• _Extracted information_:
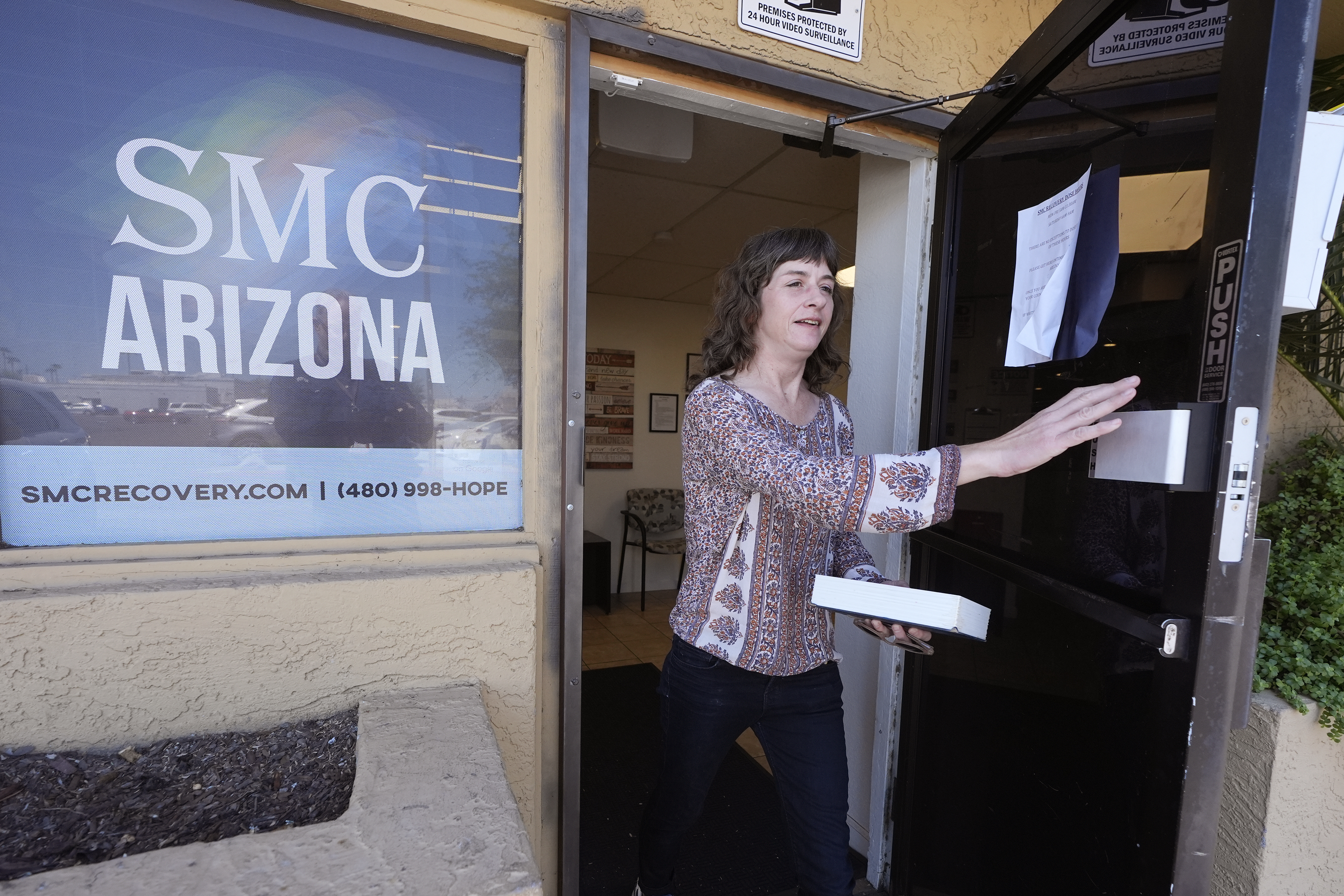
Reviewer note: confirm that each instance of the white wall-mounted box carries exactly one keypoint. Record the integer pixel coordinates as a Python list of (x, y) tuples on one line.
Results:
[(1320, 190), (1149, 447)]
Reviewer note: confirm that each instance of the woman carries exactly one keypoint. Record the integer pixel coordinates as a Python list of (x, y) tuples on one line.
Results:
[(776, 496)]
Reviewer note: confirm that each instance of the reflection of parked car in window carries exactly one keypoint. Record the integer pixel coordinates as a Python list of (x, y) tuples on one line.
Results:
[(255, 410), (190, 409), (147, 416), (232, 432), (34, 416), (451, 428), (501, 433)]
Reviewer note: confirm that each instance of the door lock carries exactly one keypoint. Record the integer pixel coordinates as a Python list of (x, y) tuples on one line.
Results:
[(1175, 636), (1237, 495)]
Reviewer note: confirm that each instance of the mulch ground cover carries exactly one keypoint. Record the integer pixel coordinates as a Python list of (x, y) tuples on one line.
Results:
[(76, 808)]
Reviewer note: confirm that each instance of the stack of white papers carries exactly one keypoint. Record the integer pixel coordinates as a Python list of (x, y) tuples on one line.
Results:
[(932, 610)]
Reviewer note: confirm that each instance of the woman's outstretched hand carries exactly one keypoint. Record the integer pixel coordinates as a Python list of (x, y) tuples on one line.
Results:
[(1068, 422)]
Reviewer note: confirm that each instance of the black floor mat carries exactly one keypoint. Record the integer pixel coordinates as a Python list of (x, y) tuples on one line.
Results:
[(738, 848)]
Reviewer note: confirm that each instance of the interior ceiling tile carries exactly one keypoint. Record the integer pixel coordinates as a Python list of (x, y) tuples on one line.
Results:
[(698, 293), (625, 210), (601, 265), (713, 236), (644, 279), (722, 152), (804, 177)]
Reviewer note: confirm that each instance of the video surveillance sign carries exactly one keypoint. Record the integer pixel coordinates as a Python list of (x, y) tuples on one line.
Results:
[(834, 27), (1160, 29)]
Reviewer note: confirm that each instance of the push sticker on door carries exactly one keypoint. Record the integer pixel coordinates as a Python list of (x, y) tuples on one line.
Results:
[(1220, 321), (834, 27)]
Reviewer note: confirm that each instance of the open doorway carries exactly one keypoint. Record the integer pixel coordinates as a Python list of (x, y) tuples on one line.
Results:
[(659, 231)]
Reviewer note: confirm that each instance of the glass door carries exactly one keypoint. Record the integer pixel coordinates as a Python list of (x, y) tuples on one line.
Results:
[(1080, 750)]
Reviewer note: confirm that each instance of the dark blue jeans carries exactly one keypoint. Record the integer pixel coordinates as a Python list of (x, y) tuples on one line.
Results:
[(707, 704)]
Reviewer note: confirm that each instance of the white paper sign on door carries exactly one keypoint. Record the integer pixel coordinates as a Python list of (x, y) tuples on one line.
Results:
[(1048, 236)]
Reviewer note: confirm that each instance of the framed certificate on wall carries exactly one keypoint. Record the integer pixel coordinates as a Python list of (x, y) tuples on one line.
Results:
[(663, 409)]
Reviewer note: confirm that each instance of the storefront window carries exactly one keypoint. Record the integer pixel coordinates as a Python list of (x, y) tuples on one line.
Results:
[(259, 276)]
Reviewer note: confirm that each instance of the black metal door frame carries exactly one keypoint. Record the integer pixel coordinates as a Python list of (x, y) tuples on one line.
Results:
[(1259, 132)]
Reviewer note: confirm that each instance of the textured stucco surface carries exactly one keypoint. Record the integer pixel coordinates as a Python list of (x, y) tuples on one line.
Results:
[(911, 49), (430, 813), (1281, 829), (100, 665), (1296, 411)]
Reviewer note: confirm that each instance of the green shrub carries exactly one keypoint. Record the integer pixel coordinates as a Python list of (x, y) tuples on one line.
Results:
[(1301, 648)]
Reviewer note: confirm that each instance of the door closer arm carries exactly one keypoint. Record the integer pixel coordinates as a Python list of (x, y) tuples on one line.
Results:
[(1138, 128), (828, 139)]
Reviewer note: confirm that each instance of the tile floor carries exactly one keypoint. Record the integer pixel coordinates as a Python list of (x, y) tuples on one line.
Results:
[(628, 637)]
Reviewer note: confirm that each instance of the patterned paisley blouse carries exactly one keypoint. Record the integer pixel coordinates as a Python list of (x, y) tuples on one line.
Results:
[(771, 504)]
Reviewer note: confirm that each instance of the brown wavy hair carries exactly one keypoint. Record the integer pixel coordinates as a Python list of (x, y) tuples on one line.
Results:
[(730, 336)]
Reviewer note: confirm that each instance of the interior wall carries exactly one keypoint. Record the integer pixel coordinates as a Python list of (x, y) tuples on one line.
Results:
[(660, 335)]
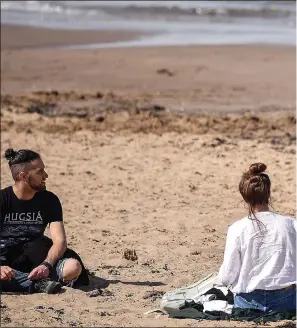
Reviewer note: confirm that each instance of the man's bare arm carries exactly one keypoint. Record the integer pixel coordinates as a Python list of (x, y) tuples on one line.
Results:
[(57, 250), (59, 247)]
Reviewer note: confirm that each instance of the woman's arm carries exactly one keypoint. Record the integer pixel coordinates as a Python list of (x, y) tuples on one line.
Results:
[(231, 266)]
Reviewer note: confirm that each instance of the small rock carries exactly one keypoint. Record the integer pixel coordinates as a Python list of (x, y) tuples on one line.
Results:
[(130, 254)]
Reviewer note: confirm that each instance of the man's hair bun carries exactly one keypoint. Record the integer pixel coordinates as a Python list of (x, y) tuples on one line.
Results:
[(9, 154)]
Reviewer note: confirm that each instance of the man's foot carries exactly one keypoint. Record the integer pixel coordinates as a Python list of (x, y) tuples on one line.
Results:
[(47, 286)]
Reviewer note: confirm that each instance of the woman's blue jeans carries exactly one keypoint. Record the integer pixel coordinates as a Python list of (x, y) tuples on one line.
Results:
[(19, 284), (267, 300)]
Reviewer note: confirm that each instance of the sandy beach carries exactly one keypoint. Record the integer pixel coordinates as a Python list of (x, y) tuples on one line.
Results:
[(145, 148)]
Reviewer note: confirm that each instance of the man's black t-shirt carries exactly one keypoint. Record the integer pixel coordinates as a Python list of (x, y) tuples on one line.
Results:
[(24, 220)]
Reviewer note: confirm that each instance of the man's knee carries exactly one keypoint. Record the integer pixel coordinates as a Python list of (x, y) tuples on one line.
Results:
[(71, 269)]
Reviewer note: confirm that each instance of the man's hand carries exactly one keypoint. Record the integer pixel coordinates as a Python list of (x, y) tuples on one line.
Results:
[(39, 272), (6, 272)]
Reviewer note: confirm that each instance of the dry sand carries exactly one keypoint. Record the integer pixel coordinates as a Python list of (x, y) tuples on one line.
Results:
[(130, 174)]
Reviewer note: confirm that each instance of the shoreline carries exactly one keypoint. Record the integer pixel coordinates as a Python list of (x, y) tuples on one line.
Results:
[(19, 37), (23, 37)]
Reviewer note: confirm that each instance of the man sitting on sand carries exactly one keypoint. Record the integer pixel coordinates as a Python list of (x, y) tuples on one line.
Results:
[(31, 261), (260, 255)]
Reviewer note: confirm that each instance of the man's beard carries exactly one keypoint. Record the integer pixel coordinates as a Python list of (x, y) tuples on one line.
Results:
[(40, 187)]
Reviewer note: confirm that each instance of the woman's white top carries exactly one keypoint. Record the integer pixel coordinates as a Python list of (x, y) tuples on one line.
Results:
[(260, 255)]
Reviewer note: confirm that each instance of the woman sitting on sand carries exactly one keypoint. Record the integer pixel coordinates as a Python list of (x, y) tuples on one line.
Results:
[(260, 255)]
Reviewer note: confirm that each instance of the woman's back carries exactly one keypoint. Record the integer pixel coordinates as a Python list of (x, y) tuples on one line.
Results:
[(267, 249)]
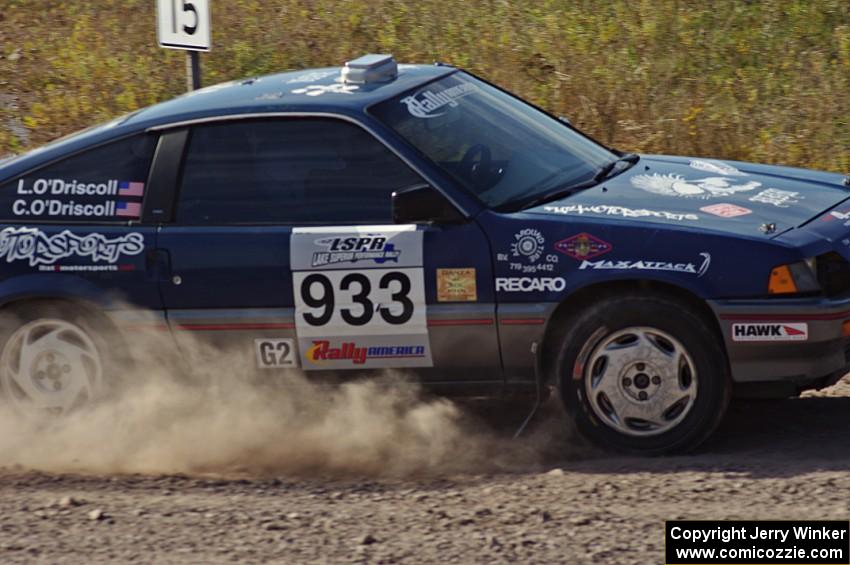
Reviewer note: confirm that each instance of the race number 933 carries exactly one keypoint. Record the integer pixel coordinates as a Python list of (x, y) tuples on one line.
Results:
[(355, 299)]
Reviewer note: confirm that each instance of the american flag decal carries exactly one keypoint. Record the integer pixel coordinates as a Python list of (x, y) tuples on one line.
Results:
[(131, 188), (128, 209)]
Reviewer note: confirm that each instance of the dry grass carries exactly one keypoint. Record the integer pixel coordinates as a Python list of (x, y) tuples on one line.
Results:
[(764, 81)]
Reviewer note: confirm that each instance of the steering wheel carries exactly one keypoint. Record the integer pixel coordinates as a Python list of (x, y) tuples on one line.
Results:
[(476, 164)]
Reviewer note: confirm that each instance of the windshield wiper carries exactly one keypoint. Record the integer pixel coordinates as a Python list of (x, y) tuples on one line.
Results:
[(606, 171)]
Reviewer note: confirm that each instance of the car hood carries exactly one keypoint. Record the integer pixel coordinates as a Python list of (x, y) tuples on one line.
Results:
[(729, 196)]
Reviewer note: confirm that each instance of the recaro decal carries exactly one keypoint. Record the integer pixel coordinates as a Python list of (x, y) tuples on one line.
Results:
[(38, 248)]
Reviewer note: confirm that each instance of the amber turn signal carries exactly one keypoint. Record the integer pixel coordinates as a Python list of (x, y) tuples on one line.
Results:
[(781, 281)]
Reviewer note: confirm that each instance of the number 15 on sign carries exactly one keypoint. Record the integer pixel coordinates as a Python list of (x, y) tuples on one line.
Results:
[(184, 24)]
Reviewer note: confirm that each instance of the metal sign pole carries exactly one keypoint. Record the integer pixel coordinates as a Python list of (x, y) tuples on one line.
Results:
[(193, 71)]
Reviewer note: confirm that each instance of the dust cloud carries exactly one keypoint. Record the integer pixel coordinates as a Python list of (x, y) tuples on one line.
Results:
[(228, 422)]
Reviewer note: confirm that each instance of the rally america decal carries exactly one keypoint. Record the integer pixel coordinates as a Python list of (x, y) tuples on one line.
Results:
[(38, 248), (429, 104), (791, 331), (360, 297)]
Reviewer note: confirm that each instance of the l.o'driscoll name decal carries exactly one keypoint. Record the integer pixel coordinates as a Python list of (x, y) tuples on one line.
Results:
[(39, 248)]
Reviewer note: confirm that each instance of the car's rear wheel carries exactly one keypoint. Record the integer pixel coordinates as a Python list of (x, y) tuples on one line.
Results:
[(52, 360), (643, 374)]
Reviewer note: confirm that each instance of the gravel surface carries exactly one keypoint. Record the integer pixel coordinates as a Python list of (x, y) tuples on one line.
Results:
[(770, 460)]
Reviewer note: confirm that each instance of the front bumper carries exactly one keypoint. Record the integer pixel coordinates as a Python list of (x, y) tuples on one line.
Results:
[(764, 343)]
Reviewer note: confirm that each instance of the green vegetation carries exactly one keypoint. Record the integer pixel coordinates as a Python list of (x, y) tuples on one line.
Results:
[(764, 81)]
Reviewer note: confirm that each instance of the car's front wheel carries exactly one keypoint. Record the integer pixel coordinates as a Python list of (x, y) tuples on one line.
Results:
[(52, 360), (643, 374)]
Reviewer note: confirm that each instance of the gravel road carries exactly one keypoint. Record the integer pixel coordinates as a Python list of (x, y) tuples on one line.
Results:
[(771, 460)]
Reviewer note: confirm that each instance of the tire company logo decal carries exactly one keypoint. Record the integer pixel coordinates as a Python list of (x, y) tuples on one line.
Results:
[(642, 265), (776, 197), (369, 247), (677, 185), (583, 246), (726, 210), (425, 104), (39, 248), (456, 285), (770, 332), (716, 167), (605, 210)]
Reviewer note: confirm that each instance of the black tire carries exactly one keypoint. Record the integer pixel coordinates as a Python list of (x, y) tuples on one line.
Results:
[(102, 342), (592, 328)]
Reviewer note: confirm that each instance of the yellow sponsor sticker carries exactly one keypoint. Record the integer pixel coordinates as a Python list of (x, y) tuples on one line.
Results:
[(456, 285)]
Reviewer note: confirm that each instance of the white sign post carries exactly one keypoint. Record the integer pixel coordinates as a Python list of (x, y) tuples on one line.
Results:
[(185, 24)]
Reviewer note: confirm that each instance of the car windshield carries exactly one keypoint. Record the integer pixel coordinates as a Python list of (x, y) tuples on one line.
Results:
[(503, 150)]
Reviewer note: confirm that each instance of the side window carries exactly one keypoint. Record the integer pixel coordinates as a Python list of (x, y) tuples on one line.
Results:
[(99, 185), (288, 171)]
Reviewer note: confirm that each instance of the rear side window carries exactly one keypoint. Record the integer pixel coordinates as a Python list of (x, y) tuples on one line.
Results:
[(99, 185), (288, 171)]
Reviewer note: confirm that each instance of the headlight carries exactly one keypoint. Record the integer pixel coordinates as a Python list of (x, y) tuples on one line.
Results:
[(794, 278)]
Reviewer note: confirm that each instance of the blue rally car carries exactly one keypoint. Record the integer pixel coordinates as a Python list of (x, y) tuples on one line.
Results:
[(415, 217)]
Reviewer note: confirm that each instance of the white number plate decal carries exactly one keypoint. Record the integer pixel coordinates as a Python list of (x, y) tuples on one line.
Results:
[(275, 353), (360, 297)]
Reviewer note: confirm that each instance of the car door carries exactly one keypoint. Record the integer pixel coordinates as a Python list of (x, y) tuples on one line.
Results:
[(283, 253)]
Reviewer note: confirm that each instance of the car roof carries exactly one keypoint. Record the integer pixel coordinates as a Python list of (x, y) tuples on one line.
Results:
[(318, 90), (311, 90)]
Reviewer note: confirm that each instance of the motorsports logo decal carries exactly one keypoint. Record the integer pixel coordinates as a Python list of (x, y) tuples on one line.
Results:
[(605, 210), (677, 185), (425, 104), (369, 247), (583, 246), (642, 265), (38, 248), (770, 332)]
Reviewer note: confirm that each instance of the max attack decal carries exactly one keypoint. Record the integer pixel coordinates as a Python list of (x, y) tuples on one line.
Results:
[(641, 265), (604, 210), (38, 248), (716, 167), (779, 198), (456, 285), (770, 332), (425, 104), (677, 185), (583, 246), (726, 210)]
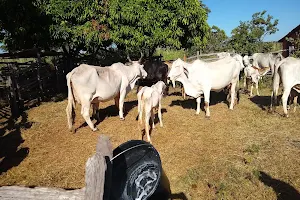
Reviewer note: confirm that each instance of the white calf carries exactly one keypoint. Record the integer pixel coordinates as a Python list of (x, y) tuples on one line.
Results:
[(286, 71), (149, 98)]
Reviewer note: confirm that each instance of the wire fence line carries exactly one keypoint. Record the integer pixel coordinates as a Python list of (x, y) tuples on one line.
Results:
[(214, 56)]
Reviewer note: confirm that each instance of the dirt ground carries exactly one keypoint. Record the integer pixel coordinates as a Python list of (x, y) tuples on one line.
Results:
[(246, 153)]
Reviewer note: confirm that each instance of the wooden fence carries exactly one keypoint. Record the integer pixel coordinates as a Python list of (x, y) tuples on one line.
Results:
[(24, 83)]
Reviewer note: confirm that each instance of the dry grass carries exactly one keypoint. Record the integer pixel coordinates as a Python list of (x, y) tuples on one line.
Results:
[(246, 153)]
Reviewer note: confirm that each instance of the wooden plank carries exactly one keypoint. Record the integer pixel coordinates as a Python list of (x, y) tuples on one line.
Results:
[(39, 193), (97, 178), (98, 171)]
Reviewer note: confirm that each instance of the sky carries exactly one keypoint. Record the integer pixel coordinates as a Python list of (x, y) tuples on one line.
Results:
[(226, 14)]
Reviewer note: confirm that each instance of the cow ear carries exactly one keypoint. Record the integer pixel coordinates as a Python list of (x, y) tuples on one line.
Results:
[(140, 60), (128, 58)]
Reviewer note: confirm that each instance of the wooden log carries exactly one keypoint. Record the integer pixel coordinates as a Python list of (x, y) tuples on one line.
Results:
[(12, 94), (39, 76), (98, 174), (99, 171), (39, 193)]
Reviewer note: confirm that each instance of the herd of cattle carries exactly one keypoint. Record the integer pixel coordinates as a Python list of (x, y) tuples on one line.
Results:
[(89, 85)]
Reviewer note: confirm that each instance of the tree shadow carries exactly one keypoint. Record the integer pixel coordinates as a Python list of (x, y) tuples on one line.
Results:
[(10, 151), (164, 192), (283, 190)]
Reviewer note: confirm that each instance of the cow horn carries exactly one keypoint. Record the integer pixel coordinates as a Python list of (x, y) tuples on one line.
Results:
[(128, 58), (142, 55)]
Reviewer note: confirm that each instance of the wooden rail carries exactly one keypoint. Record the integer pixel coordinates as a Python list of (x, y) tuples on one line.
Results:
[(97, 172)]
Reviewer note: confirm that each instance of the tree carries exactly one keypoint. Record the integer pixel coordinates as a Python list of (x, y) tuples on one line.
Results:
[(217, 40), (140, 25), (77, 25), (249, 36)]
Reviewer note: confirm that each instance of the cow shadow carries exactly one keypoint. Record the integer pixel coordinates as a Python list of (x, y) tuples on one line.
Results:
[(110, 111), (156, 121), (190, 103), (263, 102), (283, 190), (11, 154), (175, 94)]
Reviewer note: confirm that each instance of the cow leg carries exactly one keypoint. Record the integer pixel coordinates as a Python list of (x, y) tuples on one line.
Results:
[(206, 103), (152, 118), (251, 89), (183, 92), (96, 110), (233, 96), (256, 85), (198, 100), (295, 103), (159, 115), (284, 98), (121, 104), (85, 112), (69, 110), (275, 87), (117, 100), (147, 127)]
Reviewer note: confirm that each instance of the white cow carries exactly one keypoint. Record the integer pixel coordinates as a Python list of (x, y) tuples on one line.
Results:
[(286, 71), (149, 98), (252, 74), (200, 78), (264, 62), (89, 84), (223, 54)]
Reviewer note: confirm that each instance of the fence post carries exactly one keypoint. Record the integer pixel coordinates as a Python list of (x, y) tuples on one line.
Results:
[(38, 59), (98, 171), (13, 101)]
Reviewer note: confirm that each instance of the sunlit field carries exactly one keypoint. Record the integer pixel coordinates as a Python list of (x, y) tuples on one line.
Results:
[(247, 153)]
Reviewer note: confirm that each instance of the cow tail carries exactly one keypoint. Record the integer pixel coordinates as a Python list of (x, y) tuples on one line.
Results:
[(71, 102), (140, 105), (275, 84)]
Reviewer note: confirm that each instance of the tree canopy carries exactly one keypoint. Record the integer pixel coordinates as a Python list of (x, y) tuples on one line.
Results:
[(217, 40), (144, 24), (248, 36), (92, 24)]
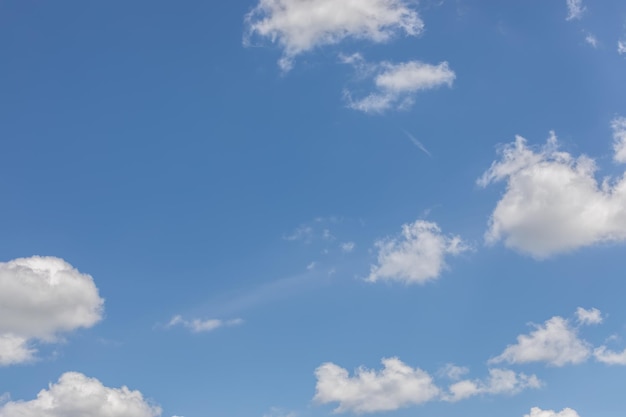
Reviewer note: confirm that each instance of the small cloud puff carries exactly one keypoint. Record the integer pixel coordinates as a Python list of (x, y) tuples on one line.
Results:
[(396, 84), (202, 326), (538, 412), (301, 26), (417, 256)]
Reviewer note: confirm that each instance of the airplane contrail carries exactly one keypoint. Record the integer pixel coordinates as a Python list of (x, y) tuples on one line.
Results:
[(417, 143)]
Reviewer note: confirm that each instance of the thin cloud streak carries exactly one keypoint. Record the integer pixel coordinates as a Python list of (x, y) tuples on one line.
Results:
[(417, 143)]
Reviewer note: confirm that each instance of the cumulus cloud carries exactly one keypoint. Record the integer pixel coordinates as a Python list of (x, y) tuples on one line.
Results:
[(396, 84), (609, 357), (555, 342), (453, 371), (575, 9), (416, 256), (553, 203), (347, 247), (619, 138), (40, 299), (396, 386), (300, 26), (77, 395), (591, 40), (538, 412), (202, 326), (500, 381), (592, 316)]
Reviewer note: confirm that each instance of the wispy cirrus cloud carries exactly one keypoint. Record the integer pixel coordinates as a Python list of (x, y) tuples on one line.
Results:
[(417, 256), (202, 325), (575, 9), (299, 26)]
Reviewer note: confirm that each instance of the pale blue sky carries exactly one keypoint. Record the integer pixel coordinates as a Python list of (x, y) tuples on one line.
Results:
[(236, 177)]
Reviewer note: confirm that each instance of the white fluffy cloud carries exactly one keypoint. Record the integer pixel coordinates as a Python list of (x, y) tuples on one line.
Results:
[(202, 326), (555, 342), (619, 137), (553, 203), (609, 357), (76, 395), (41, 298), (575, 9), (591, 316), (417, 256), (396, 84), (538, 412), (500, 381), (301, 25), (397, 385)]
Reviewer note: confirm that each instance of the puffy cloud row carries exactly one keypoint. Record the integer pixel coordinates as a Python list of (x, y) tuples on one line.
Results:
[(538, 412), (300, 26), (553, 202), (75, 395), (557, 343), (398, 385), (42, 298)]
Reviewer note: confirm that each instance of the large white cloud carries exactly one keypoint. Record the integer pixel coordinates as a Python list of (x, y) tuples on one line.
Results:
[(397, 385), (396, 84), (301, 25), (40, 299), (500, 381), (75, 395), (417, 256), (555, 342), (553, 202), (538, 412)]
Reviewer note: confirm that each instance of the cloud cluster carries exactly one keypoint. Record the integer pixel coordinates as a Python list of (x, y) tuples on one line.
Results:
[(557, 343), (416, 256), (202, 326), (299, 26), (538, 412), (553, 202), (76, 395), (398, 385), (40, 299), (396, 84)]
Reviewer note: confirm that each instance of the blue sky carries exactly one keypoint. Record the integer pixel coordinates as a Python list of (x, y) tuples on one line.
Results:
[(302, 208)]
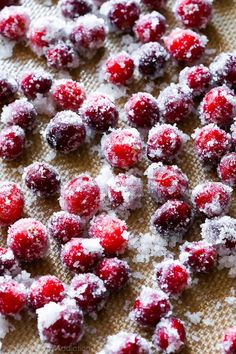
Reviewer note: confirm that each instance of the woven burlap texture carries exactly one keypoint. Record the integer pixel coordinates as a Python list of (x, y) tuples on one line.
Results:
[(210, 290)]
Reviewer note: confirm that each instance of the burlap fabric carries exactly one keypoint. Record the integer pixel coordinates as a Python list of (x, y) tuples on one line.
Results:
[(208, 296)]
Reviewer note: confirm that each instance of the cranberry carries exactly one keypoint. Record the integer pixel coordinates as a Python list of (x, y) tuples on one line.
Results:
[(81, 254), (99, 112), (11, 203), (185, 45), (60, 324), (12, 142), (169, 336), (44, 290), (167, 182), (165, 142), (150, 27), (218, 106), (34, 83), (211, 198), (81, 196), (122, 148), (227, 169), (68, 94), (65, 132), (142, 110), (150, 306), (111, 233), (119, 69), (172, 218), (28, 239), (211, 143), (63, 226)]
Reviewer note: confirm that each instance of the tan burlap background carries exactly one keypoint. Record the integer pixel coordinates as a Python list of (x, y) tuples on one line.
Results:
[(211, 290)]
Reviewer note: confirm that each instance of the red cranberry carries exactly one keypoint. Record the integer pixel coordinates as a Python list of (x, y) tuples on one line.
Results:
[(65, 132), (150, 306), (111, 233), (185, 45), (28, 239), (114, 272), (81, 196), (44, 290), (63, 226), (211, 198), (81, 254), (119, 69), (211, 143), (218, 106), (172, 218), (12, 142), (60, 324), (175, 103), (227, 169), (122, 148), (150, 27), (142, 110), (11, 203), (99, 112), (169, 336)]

• _Work task_: A count alone is required. How many lines in the entries contain the string "rear"?

• _Result for this task_: 2